--- EXTRACT ---
== == ==
St Mary's Church is an Anglican church at the end of a lane to the south of the village of Nether Alderley, Cheshire, England. It dates from the 14th century, with later additions and a major restoration in the late-19th century. The church is recorded in the National Heritage List for England as a designated Grade I listed building.

The church was built in the Gothic style, and has historically been associated with the Stanley family of Alderley. Its major features include a fine tower, the Stanley pew which is entered by an outside staircase, a 14th-century font, the western gallery, and monuments to the Lords Stanley of Alderley. The grounds contain a 17th-century former schoolhouse, now used as a parish hall, a medieval church cross, and the Stanley Mausoleum, which dates from 1909. An ancient yew tree stands in the churchyard.
== == ==
--- ENTRIES SUPPLIED ---
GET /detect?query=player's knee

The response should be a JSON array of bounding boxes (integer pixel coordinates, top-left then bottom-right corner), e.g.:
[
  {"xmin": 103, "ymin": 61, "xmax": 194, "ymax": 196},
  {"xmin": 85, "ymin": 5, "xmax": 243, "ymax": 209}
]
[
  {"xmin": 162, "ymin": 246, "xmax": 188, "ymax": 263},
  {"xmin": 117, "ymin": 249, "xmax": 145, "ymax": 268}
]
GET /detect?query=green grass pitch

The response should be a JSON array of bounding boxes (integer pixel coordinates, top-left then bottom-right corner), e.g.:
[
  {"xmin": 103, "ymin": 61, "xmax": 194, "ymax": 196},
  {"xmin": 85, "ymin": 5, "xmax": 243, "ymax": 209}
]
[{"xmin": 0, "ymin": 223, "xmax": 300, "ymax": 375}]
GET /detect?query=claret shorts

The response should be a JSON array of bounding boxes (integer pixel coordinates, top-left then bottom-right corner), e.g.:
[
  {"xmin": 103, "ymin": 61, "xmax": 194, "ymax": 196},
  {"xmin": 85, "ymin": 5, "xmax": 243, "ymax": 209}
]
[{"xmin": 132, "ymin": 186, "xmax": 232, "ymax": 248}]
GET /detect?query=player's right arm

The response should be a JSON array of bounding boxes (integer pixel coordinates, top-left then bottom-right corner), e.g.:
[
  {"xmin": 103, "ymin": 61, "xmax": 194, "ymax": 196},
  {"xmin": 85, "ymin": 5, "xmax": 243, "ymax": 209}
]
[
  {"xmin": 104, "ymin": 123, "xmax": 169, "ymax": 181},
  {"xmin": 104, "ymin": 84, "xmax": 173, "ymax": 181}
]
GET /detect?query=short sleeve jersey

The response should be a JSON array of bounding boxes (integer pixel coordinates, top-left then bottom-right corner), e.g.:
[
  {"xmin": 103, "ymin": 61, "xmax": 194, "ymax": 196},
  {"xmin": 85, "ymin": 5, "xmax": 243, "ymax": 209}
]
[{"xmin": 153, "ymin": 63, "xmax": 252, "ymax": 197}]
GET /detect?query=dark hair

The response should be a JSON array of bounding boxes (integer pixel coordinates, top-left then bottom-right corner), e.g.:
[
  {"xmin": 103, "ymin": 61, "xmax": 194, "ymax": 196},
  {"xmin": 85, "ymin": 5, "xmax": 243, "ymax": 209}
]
== == ==
--- PROBLEM TO WORK ON ---
Reproduce the passage about St Mary's Church in full, word for word. The listing has no connection to the passage about St Mary's Church.

--- EXERCISE RESULT ---
St Mary's Church is an Anglican church at the end of a lane to the south of the village of Nether Alderley, Cheshire, England. It dates from the 14th century, with later additions and a major restoration in the late-19th century. The church is recorded in the National Heritage List for England as a designated Grade I listed building.

The church was built in the Gothic style, and has historically been associated with the Stanley family of Alderley. Its major features include a fine tower, the Stanley pew which is entered by an outside staircase, a 14th-century font, the western gallery, and monuments to the Lords Stanley of Alderley. The grounds contain a 17th-century former schoolhouse, now used as a parish hall, a medieval church cross, and the Stanley Mausoleum, which dates from 1909. An ancient yew tree stands in the churchyard.